## [What you should do]
Rewrite the material below, starting at its first line and ending at the line containing "top-left (0, 6), bottom-right (230, 221)", with "green foliage" replaced by "green leaves" and everything else unchanged. Leave the pictures out.

(Records)
○ ○ ○

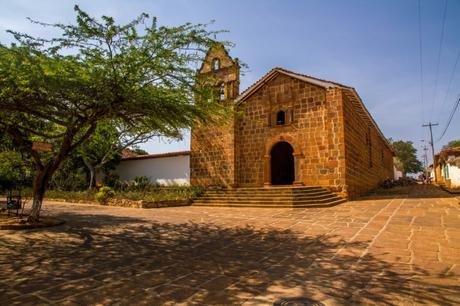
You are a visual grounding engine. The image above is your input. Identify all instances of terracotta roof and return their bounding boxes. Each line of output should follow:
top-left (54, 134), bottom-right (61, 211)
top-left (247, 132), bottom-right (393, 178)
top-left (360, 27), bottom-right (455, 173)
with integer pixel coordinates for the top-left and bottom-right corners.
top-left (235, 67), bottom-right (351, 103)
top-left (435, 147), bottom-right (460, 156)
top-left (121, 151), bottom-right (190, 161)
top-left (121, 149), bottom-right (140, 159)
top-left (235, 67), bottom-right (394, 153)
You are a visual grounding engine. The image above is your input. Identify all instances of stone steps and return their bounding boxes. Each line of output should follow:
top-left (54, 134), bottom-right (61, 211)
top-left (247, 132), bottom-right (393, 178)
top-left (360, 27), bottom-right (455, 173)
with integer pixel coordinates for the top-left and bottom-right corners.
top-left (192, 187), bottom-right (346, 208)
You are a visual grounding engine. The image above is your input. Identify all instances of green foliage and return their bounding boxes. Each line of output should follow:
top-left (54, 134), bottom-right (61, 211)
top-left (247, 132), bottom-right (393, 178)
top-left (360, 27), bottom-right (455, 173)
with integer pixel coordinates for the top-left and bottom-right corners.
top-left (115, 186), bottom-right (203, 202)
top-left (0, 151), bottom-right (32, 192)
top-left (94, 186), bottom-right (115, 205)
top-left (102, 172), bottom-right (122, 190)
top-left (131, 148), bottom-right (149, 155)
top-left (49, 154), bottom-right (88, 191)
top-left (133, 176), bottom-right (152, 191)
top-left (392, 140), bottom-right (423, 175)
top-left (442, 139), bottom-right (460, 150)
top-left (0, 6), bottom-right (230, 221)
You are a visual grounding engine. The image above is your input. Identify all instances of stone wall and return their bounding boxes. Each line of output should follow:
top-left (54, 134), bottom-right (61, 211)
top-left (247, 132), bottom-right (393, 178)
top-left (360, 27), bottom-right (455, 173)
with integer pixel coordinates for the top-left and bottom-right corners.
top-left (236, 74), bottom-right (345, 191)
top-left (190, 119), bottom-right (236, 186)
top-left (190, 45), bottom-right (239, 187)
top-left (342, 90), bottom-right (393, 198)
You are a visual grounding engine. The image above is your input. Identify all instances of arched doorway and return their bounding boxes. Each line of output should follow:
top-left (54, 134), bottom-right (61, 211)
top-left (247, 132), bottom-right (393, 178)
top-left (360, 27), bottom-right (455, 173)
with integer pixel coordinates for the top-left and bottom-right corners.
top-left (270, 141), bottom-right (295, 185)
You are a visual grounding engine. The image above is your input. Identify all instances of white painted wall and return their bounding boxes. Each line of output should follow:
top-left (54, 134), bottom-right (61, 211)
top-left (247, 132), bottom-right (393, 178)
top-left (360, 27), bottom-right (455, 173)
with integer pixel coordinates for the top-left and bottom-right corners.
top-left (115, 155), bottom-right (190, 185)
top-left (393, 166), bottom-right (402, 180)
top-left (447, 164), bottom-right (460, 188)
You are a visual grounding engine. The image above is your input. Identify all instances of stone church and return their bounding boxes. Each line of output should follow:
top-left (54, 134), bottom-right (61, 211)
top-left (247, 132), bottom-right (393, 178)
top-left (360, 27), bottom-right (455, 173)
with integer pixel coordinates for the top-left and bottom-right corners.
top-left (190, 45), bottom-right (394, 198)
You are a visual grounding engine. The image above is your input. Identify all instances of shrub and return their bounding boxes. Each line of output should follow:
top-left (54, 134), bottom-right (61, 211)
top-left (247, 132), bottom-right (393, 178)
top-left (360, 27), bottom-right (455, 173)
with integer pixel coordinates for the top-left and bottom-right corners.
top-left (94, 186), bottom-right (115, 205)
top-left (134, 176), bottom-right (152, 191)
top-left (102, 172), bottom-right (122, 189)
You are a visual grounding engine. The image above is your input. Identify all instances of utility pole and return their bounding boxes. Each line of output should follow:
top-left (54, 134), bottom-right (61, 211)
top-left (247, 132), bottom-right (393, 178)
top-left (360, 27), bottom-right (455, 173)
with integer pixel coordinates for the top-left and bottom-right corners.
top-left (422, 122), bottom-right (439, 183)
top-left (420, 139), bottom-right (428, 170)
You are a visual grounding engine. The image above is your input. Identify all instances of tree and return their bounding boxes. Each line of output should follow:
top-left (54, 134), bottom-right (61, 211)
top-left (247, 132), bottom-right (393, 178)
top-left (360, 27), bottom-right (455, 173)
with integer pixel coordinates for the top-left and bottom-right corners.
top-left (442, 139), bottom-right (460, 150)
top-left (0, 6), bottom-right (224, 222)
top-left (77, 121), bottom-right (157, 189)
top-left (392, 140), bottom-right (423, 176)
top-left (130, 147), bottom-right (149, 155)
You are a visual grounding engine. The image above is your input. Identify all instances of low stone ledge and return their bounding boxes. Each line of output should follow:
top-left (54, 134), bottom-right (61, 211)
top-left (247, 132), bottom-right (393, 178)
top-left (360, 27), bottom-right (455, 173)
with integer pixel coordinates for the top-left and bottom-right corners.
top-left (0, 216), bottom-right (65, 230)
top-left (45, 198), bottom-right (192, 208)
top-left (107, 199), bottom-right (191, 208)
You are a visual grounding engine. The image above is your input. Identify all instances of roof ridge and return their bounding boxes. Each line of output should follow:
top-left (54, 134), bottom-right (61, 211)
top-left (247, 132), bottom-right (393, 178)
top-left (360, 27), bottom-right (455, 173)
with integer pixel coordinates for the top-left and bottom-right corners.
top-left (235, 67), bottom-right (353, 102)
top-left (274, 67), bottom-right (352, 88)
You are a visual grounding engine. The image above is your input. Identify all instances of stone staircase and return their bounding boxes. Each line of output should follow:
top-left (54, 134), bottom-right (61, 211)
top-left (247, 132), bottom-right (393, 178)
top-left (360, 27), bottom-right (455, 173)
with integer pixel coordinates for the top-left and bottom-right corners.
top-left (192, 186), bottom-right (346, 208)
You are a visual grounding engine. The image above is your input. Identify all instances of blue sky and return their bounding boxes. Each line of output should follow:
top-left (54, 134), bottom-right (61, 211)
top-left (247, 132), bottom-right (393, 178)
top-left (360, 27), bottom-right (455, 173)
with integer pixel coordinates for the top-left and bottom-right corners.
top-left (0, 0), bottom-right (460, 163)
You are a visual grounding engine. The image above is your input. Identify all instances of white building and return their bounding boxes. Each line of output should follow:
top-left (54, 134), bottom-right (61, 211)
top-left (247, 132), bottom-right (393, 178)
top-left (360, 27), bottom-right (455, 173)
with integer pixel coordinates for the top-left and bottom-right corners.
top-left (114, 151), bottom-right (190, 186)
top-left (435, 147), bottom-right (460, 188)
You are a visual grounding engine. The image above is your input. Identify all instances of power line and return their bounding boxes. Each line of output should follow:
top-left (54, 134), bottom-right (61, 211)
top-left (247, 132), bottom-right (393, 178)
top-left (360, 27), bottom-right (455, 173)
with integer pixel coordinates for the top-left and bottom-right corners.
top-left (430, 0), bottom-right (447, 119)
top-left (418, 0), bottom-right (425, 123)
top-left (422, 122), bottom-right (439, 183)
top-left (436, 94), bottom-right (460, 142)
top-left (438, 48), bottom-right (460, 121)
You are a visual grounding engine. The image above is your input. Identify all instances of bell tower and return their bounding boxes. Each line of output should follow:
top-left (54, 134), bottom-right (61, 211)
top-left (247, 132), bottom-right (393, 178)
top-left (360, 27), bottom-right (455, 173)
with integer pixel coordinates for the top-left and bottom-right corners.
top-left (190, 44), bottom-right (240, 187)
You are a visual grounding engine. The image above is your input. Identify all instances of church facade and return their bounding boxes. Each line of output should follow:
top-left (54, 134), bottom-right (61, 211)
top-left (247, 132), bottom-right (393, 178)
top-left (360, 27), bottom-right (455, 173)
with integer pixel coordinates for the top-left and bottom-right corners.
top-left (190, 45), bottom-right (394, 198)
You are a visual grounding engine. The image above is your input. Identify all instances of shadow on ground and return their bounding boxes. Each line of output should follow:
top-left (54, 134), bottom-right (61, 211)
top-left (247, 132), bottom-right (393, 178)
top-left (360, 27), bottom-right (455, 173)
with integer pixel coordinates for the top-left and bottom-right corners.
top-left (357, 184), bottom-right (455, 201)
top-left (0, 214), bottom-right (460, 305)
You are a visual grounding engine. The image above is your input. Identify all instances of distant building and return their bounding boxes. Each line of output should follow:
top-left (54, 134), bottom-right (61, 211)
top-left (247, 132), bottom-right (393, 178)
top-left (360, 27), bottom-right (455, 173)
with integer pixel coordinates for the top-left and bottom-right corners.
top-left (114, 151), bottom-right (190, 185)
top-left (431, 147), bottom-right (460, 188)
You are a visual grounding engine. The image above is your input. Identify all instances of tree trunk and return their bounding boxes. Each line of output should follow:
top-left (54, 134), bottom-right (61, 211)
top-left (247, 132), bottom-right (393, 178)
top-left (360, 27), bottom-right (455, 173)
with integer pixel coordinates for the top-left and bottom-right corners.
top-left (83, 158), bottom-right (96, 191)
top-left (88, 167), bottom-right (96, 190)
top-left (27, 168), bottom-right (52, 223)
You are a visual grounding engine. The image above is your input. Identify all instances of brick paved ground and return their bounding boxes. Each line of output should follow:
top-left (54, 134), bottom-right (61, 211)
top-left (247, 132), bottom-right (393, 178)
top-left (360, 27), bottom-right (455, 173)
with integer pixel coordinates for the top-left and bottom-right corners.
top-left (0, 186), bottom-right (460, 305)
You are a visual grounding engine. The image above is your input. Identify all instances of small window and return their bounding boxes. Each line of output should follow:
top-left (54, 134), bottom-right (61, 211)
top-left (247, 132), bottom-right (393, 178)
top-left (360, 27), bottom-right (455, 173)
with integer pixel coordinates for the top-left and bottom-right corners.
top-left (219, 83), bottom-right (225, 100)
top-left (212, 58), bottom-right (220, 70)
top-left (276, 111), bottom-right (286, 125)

○ ○ ○

## [Exercise output]
You are a visual grounding engine. The image above is your input. Identify all instances of terracotta roof and return their bounding boxes. Each line of output should follow:
top-left (54, 134), bottom-right (61, 211)
top-left (247, 132), bottom-right (393, 178)
top-left (360, 27), bottom-right (455, 173)
with integer pixel coordinates for the top-left and bottom-right corners.
top-left (235, 67), bottom-right (351, 103)
top-left (435, 147), bottom-right (460, 156)
top-left (121, 151), bottom-right (190, 161)
top-left (121, 149), bottom-right (140, 159)
top-left (235, 67), bottom-right (394, 153)
You are a visual grounding engine. The image above is your input. Identify all instances of stone steps and return their bounding boxes. Each line of output should follow:
top-left (54, 134), bottom-right (61, 211)
top-left (247, 132), bottom-right (393, 178)
top-left (360, 27), bottom-right (455, 173)
with integer pixel coordinates for the top-left and bottom-right corners.
top-left (192, 187), bottom-right (346, 208)
You are a visual grounding engine. The image above is your input. Identify all instances of green leaves and return their bounding boxes. Each line of output should follow:
top-left (54, 134), bottom-right (61, 211)
top-left (247, 132), bottom-right (393, 178)
top-left (360, 27), bottom-right (455, 173)
with integer pixel coordinates for the top-left and bottom-right corners.
top-left (115, 186), bottom-right (203, 202)
top-left (0, 151), bottom-right (32, 192)
top-left (94, 186), bottom-right (115, 205)
top-left (102, 172), bottom-right (122, 190)
top-left (131, 148), bottom-right (149, 155)
top-left (49, 154), bottom-right (88, 191)
top-left (133, 176), bottom-right (152, 191)
top-left (392, 140), bottom-right (423, 175)
top-left (442, 139), bottom-right (460, 150)
top-left (0, 6), bottom-right (230, 221)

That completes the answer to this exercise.